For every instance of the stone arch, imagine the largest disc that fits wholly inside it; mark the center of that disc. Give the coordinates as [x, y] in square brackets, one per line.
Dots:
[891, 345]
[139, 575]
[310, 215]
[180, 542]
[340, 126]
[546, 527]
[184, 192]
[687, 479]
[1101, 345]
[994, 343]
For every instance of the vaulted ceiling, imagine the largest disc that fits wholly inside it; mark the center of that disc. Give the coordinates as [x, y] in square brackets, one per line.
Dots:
····················
- _Short problem_
Repeat the records, changing every "disc" to "circle" and leaving the rest unchanged.

- _Answer_
For every instance of the stone arch, imagine the largest circle that fits wholly inside it; mark the center of that circle. Give the coordinates as [x, y] in square brackets, one per line.
Dots:
[891, 345]
[139, 575]
[310, 215]
[180, 542]
[340, 126]
[546, 527]
[184, 192]
[687, 479]
[1101, 345]
[994, 343]
For every instance of the vaulted ceiling, imagine the largest circle that fits wholly inside it; mark the center of that circle. Give the coordinates as [x, y] in square brackets, one per line.
Dots:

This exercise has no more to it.